Exercise requirements.
1 - In the play therapy text, what does child-centered play therapy involve?
2 - Continue the play therapy text from its last sentence.

### Given text ###

It’s often easy to assume that children naturally have high self-esteem. After all, at such a young age, what could possibly bring them down, right?
Unfortunately, that’s not always the case. There are plenty of life circumstances that can impact a child’s self-esteem, from bullying at school to tough situations at home. It’s just as easy for a child to lose confidence in themselves as it is for an adult.
But, traditional talk therapy isn’t always the best solution for kids with low self-esteem. They might not be able to fully process their emotions or be able to express them to a therapist.
Thankfully, play therapy is an effective solution that works with your child’s natural instincts, and can help to boost their self-esteem. Let’s dig a little deeper into why it’s such a viable option.
What Is Play Therapy?
As you might expect, play therapy is a way for children to express themselves and their feelings by doing something that comes naturally — playing.
Children can’t always fully understand or express big emotions verbally. But, they can do it through various forms of play, essentially communicating what they’re feeling or going through without actually having to say the words.
A trained play therapist can observe and interpret themes in a child’s play as a means of communication.
There are several different types of play therapy. Child-centered play therapy involves following a child’s lead and tracking their behaviors. Directive play gives the therapist a bit more “control” as they guide the child through different types of play and situations.
Therapists can use toys, art, music, sand, and even pretend play to help a child process their emotions. That’s why play therapy is helpful for things like anxiety, depression, grief, and even self-esteem.
How Play Therapy Helps to Build Confidence
If a child feels disconnected from the world, or even from certain people, it can be a huge blow to their self-esteem. Play therapy can combat that in several ways.

### Records supplied ###

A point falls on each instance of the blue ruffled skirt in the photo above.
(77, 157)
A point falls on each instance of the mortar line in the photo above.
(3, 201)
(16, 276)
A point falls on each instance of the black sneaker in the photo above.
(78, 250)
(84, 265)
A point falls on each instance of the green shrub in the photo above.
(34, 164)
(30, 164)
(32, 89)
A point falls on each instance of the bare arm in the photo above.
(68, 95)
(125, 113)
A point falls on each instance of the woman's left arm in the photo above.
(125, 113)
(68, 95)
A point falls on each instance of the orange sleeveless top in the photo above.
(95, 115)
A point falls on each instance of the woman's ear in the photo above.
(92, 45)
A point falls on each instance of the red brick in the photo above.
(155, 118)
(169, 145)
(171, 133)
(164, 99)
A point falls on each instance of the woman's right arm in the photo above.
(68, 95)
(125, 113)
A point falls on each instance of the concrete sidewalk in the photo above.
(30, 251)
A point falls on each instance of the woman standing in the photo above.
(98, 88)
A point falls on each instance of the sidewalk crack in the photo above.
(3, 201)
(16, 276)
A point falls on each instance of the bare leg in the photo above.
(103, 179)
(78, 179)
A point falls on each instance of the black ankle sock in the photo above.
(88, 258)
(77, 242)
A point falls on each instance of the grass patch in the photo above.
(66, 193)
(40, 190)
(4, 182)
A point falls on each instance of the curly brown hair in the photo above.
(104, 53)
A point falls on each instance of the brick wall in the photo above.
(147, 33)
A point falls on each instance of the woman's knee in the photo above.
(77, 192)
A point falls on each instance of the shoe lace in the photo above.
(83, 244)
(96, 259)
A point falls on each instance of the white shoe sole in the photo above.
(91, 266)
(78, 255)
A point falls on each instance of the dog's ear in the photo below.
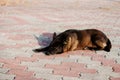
(54, 35)
(64, 42)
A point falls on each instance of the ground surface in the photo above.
(20, 24)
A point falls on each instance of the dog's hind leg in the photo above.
(101, 45)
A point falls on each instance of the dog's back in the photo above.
(89, 38)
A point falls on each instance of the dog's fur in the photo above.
(72, 39)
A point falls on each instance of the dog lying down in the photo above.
(72, 39)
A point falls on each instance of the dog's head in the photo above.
(56, 46)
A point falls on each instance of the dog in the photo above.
(72, 39)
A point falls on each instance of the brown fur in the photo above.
(72, 39)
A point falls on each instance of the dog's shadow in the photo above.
(44, 39)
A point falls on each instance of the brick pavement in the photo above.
(20, 24)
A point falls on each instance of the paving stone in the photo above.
(94, 77)
(73, 78)
(45, 61)
(48, 76)
(6, 77)
(1, 65)
(3, 70)
(40, 70)
(65, 59)
(33, 64)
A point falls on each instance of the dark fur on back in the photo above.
(73, 39)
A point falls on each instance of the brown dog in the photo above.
(72, 39)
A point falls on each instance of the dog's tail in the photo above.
(40, 49)
(108, 47)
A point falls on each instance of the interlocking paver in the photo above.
(6, 76)
(21, 21)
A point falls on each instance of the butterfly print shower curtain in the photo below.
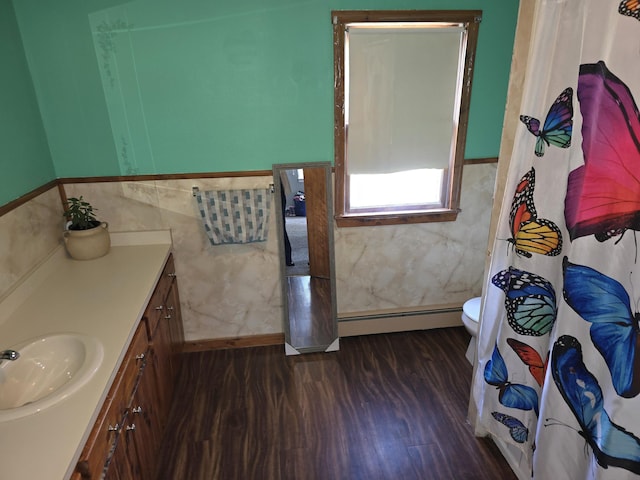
(557, 378)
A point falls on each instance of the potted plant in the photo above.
(86, 237)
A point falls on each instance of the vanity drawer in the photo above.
(156, 309)
(104, 435)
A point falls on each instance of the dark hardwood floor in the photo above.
(311, 322)
(383, 407)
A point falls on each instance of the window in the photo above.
(402, 91)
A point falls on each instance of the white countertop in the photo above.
(104, 298)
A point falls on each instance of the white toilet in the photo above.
(470, 316)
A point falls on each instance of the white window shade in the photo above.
(403, 100)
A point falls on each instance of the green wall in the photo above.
(157, 86)
(25, 162)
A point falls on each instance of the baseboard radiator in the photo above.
(388, 321)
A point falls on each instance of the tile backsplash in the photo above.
(234, 290)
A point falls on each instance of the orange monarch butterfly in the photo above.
(531, 358)
(630, 8)
(530, 234)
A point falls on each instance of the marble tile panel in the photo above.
(28, 234)
(418, 265)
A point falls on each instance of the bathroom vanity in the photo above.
(128, 301)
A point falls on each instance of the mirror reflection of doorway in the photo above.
(307, 275)
(295, 219)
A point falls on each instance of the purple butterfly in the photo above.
(558, 124)
(603, 195)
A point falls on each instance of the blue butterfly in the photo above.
(558, 124)
(518, 431)
(530, 301)
(612, 445)
(604, 302)
(512, 395)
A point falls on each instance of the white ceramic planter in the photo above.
(88, 244)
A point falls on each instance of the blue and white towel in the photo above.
(235, 216)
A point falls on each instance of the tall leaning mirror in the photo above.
(305, 236)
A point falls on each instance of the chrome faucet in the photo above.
(9, 355)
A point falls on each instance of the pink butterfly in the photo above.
(603, 195)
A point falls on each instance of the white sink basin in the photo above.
(49, 369)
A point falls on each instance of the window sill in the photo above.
(396, 219)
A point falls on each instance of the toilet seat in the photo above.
(471, 315)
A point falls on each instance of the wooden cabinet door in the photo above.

###

Answers per task.
1 - Following a child's lead and tracking their behaviors.

2 -
First, it helps them recognize that someone is willing to get on their level. When a therapist involves themselves in play with the child, it can create a strong connection and let the child know they are being heard and valued. That, alone, can boost their self-esteem.
Second, it allows that child to feel more in control. They might not know how to express what they’re feeling through words or other actions, but when they become a master of certain toys, art projects, or activities in play therapy, their confidence will grow a bit each time.
Finally, play therapy allows the therapist insight into what might be causing a child’s low self-esteem, to begin with. That makes it easier to develop a treatment plan that fits the needs of each individual child, instead of assuming some kind of blanket treatment works best.
This type of therapy can also improve social skills and help with certain types of development, which are also confidence boosters for most kids.
Can Play Therapy Help Your Child?
Play therapy is a fantastic solution for kids who might be struggling with anxiety, depression, or self-confidence issues. It’s not easy to see your child think they are somehow “less” than their peers or hear them express that they aren’t happy with who they are.
When you set up an appointment for your child to experience play therapy, not only will you learn what might be the source of those issues, but you can have peace of mind in knowing they can be overcome.
Self-esteem problems don’t have to be permanent. Taking the time to help your child’s self-esteem now can encourage them to be strong, healthy, confident adults in the future.